▸ **JOB**
Extract every entry word for word.

******

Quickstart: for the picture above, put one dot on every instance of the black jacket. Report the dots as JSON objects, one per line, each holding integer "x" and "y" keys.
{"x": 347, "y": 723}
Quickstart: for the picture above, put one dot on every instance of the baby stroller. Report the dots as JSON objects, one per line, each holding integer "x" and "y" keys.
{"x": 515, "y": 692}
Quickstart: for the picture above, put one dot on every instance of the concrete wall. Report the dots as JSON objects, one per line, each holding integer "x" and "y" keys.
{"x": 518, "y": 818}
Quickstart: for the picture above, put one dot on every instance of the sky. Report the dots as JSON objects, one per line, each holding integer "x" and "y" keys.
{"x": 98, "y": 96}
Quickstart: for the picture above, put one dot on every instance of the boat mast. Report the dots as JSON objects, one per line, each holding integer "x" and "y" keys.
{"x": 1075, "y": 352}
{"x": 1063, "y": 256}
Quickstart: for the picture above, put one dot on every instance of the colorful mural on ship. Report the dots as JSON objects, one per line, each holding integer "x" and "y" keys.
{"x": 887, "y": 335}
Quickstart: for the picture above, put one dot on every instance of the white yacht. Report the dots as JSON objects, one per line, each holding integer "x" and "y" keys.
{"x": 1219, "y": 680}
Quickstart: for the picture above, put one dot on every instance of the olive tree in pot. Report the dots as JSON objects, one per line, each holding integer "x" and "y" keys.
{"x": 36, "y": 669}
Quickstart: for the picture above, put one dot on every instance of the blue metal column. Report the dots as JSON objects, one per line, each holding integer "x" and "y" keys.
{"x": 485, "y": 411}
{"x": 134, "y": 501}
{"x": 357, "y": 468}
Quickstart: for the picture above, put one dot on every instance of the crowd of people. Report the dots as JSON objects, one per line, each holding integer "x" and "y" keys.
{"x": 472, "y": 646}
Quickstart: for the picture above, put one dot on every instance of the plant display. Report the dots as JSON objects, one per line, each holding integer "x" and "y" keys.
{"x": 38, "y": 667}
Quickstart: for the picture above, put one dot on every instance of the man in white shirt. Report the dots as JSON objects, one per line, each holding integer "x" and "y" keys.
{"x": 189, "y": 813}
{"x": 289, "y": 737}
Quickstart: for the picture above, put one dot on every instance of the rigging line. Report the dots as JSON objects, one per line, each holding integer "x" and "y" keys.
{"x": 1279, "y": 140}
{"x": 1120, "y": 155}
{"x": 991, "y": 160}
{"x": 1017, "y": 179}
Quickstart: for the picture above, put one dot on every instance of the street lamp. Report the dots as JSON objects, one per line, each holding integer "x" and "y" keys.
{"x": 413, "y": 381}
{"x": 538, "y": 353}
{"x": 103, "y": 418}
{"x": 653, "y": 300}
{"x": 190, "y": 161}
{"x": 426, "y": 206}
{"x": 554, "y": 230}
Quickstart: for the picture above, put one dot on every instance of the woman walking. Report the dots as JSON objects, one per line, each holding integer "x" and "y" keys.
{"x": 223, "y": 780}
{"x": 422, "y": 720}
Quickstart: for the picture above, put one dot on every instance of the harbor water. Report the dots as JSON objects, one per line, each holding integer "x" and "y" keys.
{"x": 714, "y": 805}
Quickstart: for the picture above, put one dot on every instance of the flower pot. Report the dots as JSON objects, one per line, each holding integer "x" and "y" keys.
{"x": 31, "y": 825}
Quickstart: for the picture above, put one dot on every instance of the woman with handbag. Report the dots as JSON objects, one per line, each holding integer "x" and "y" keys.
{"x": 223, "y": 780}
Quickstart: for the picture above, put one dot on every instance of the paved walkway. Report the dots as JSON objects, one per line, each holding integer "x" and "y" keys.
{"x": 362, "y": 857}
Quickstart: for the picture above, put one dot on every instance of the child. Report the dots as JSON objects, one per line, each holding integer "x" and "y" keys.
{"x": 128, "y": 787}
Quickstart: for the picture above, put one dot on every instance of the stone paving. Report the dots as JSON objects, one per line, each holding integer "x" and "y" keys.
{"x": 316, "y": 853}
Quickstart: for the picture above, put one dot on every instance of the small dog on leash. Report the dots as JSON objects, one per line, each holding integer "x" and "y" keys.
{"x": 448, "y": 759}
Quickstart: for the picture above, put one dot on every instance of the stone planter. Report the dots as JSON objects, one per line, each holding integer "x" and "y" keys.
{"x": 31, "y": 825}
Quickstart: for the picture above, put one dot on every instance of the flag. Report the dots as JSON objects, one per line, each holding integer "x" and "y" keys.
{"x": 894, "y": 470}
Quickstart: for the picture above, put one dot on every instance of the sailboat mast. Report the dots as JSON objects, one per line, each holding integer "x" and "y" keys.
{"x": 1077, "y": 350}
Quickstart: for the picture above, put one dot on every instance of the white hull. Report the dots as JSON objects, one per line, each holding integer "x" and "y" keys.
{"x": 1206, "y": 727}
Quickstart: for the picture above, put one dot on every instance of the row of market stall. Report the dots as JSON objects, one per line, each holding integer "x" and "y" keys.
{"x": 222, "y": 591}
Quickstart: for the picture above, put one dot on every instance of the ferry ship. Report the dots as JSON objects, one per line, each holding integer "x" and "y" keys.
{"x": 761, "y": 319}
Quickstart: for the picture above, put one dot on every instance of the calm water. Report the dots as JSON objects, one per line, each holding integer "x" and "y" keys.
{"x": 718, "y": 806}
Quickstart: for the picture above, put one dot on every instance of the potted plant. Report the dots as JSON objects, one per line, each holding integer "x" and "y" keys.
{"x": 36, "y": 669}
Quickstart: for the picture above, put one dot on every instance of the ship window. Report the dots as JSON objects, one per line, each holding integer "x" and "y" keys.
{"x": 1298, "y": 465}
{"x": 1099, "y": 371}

******

▸ **WRITTEN SOLUTION**
Quickstart: for the picture above, put one dot on every instance of the black jacket. Report the dots as JSON objects, one per line, each holding integer "x" and "y" keys.
{"x": 347, "y": 723}
Quickstart: for the picture above, put one dot on every instance of the baby stroller. Report the dots as JSON objects, one per line, each holding integer "x" and "y" keys.
{"x": 515, "y": 692}
Quickstart: for the picture above, put one dot on every instance of the concrete wall. Report the dots as JSON objects, one per line, each holding integer "x" and "y" keys.
{"x": 518, "y": 818}
Quickstart: for the picture above, put one dot on every instance of the sky. Report the dots as JSON objects, one per line, each holding integer "x" and "y" keys.
{"x": 98, "y": 96}
Quickstart: for the picture above, put one dot on every instance of the boat mast. Report the dots as JSON objects, one per line, each holding integer "x" and "y" keys.
{"x": 1075, "y": 352}
{"x": 1063, "y": 256}
Quickstart: for the picture above, put one dot on every instance of the colorful mural on ship. Report the dots as JSON objects, one per line, each holding integer "x" and "y" keys.
{"x": 887, "y": 335}
Quickstart: for the picture above, put one dot on every instance of the white yacht. Report the dots as JSON objects, one per line, each holding integer "x" and "y" keys.
{"x": 1219, "y": 680}
Quickstart: for the picture above, put one dot on every instance of the olive tree in pot. Report the dots as JSON objects, one per line, each holding integer "x" and "y" keys.
{"x": 36, "y": 669}
Quickstart: for the picture above, put one dot on every instance of the blue metal column. Report the dots as JSON objects, one per line, each holding integer "x" and "y" keys.
{"x": 485, "y": 411}
{"x": 134, "y": 501}
{"x": 357, "y": 468}
Quickstart: for the picture above, put one dot on every instance of the crowd of people. Report the dots as JSON objects, one per line, each holding integer "x" and "y" keys.
{"x": 472, "y": 646}
Quickstart: for the picture above, put one dot on every instance of the plant display. Report the dots as JSON objects, one per line, each holding integer "x" and "y" keys.
{"x": 38, "y": 667}
Quickstart: for the picture above, put one dot on every instance of the man in white shirt. Report the dots as JSON objects, one per line, each holding integer "x" and "y" keys.
{"x": 189, "y": 813}
{"x": 289, "y": 737}
Quickstart: for the picture above, put one dot on every instance of the rigging line. Report the dots as JSON objects, one per line, each holding integer "x" and "y" keys.
{"x": 1279, "y": 140}
{"x": 1120, "y": 155}
{"x": 991, "y": 160}
{"x": 1017, "y": 179}
Quickstart: for the picture above, put one dot on every instance of the street lamp. Report the dots as JSON objects, one per line, each holding integer "x" and "y" keys.
{"x": 413, "y": 381}
{"x": 538, "y": 353}
{"x": 103, "y": 418}
{"x": 653, "y": 300}
{"x": 190, "y": 161}
{"x": 426, "y": 206}
{"x": 554, "y": 230}
Quickstart: for the picture above, put one dot on every instance of the woman walking. Report the dots as JSON objects, one per line, each holding integer "x" and "y" keys.
{"x": 223, "y": 780}
{"x": 422, "y": 720}
Quickstart: for the picture above, put one dot on every instance of the harbor water. Report the dots as JSON objects, one per line, each holding integer "x" and "y" keys.
{"x": 714, "y": 805}
Quickstart: for the picture above, put one dot on every instance of the flower pot. Report the dots as JSON objects, one per line, each holding integer "x" and "y" keys.
{"x": 31, "y": 825}
Quickstart: for the picture above, put one dot on every instance of the woman with handbag. Report the dots as JSON objects, one per line, each holding integer "x" and "y" keys.
{"x": 223, "y": 780}
Quickstart: for the picture above, put one dot on every instance of the paved walkway. Report the dots as JSON objects, one per line, each holding integer "x" and "y" keys.
{"x": 362, "y": 857}
Quickstart: for the picture above, put one dot on every instance of the child. Report the dots as JSON objects, one per line, each holding integer "x" and "y" keys.
{"x": 128, "y": 787}
Quickstart: for the picture above, put one dot on every instance of the stone paving. Report the dots as JSON objects, one per line, each holding integer "x" and "y" keys.
{"x": 316, "y": 853}
Quickstart: for the picture above, put one dot on every instance of the small dog on leash. Report the dots as JSON objects, one per line, each holding integer "x" and "y" keys.
{"x": 448, "y": 759}
Quickstart: for the picture above, put one dot on every instance of the stone planter. Report the dots as JSON objects, one per line, each holding integer "x" and "y" keys.
{"x": 31, "y": 825}
Quickstart: for the picture above, put one dot on every instance of the flag. Report the dots as JSON objects, one per line, each holding integer "x" and "y" keys.
{"x": 894, "y": 470}
Quickstart: for the picture above, put one dot on every instance of the sailboat mast. Report the dots as JSON objects, one per line, each holding integer "x" and "y" keys.
{"x": 1077, "y": 350}
Quickstart: for the picture above, put one dot on every instance of the white hull. Report the dots as JSON objects, one per line, each holding integer "x" and "y" keys.
{"x": 1206, "y": 727}
Quickstart: for the picture above, put one dot on every instance of the row of market stall. Report the dots as JSON objects, one per line, each holding integer "x" and "y" keys.
{"x": 222, "y": 591}
Quickstart: for the picture above, put one dot on every instance of the ferry ship. Report the dots as JSON objects, one per line, each holding integer "x" and "y" keys.
{"x": 761, "y": 319}
Quickstart: for the picture above, put one dot on every instance of the calm water. Report the dots as JSON objects, one per line, each holding integer "x" and "y" keys.
{"x": 718, "y": 806}
Quickstart: for the picture above, put one dot on every instance of the potted plant. Report the dots as JSON objects, one per line, each holding integer "x" and "y" keys.
{"x": 36, "y": 669}
Quickstart: for the picture above, put one dot on every instance of the ship window. Report the dots as JSON objects, one per line, each holding integer "x" and "y" keys.
{"x": 1298, "y": 465}
{"x": 1099, "y": 371}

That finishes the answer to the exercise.